+++ Exercise data +++

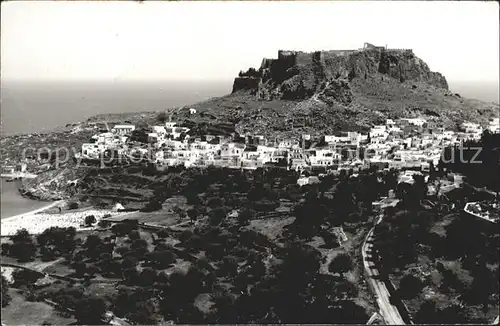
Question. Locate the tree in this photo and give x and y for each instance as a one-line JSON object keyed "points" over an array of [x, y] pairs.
{"points": [[217, 215], [73, 205], [245, 215], [58, 240], [23, 247], [341, 264], [104, 224], [193, 214], [161, 259], [410, 286], [25, 277], [90, 311], [5, 292], [89, 220], [162, 117], [427, 313]]}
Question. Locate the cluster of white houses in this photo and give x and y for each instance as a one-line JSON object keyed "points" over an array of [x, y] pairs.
{"points": [[401, 143]]}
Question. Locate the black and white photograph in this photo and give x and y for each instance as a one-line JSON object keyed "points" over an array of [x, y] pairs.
{"points": [[250, 162]]}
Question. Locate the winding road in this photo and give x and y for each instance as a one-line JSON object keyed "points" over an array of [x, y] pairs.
{"points": [[388, 311]]}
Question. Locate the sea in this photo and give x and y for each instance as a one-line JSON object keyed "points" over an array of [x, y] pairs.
{"points": [[12, 202], [28, 107]]}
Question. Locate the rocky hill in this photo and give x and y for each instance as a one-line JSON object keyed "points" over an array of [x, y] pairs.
{"points": [[327, 91]]}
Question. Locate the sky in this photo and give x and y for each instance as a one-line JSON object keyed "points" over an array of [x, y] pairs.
{"points": [[149, 41]]}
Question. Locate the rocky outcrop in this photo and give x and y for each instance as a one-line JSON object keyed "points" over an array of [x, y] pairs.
{"points": [[298, 75]]}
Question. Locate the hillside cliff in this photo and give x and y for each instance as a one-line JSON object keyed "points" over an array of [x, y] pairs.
{"points": [[298, 75], [327, 91]]}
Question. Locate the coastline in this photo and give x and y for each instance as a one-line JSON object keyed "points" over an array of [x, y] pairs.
{"points": [[35, 211], [37, 221], [14, 203]]}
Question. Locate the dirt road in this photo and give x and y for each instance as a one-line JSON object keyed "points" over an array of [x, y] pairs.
{"points": [[388, 311]]}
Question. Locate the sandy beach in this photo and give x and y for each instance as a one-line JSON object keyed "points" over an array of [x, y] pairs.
{"points": [[37, 220]]}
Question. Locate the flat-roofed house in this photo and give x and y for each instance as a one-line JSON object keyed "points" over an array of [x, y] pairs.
{"points": [[123, 129]]}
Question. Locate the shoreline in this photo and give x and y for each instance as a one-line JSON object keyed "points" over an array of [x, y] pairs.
{"points": [[37, 221], [35, 211]]}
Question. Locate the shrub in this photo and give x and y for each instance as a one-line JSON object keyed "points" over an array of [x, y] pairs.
{"points": [[5, 292], [89, 220], [25, 277], [341, 264], [73, 205], [104, 224]]}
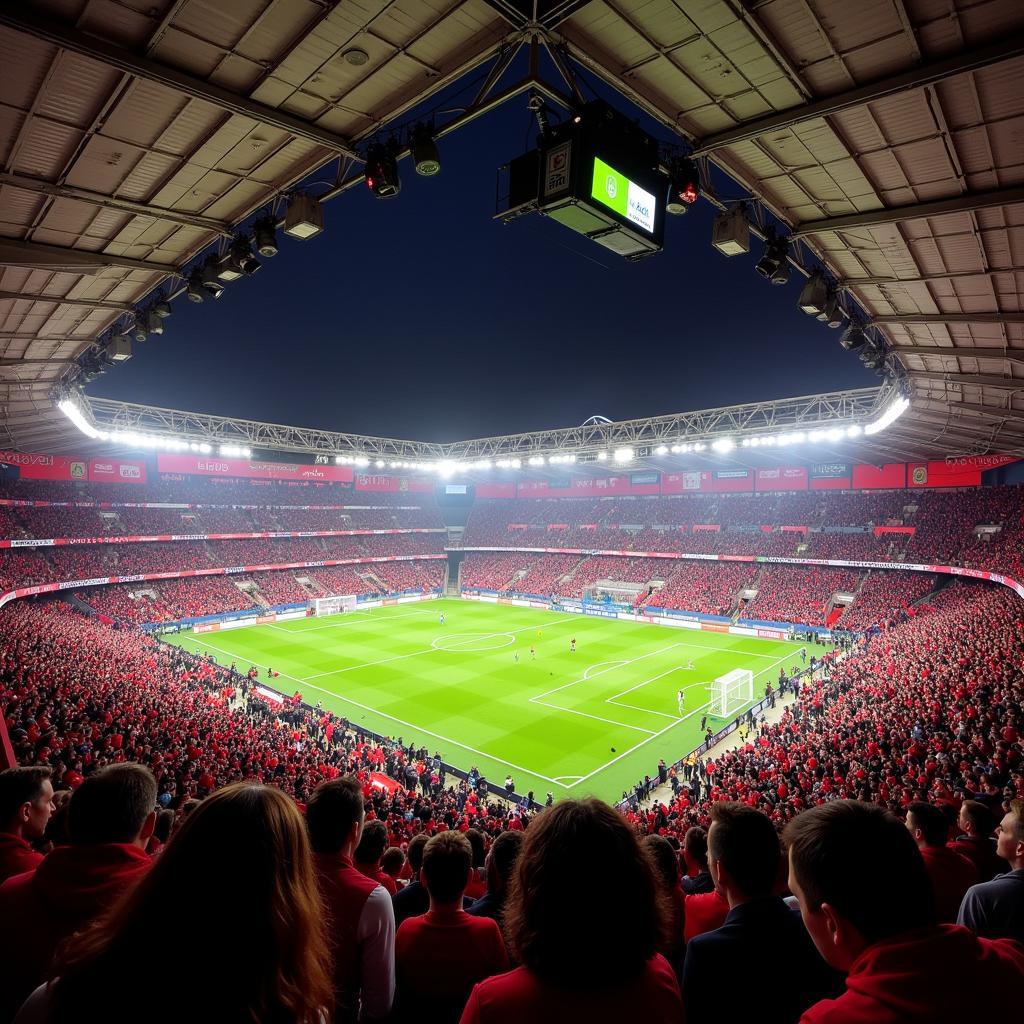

+++

## Task details
Please output every entry above exactly, without the pictures.

## Result
Question. Locate the tree in this photo and give x and y for each instance as a one-line JSON object keyed "points" over an array of [x, y] pairs.
{"points": [[217, 215], [73, 205], [245, 215], [58, 240], [23, 247], [341, 264], [104, 224], [193, 214], [161, 259], [410, 286], [25, 277], [90, 311], [5, 292], [89, 220], [162, 117], [427, 313]]}
Question. Locate the cluster of white houses in this photo and give x and y for each instance as a one-line JSON object keyed "points" over an array of [x, y] pairs.
{"points": [[401, 143]]}
Question. Locate the black and white photograph in this photo and give x and y for each instance as a one-line JSON object keyed "points" over an array of [x, y] pairs.
{"points": [[250, 162]]}
Question. Locate the winding road in this photo and give x and y for each instance as a one-line JSON object keyed "points" over an array of [x, y] pairs.
{"points": [[388, 311]]}
Question. Locate the sea in this photo and give x and y for each instance as a one-line JSON object keyed "points" over an array of [x, y] pairs.
{"points": [[12, 202], [28, 107]]}
Question. Locate the rocky hill in this photo and give x and y for each instance as a one-line JSON object keyed "points" over an array of [x, y] pairs.
{"points": [[327, 91]]}
Question. Locate the sky in this photo and give x and y for each instance as a one-line JSON object keyed "points" over an array of [x, y] pairs.
{"points": [[149, 41]]}
Question. Locate the rocky outcrop in this photo and give x and y for each instance as a one-line JSON object keyed "points" over an array of [x, y] pairs.
{"points": [[298, 75]]}
Question. Locate the hillside cliff in this photo and give x and y for each instance as a one-line JSON object keyed "points" over an array of [x, y] pairs.
{"points": [[298, 75], [327, 91]]}
Question. Locate the coastline in this photo and give x and y for each instance as a one-line JSON object keyed "points" over an array of [x, y] pairs.
{"points": [[35, 211], [37, 221], [14, 203]]}
Question. Locate the dirt road in this photo and give x and y for each instance as a one-line JSON object keyed "points" over an array of [x, y] pairs.
{"points": [[388, 311]]}
Question. Locate the sandy beach in this photo and give x and y for each instance as a one-line JSON object keyed "points" over an array of [x, y] pairs.
{"points": [[37, 220]]}
Question. Locate the flat-roofed house in this photo and give x and y for each instance as a one-line JSON object keyed "points" over an array of [x, y] pairs.
{"points": [[123, 129]]}
Question. Locate the shoreline in this photo and give x and y for each instance as a one-line JSON object keyed "points" over an array of [x, y] pairs.
{"points": [[37, 221], [35, 211]]}
Question. Locate the shrub in this photo and give x and y for each instance as a one-line JSON object keyed "points" over an array of [x, y] pairs.
{"points": [[5, 292], [89, 220], [25, 277], [341, 264], [73, 205], [104, 224]]}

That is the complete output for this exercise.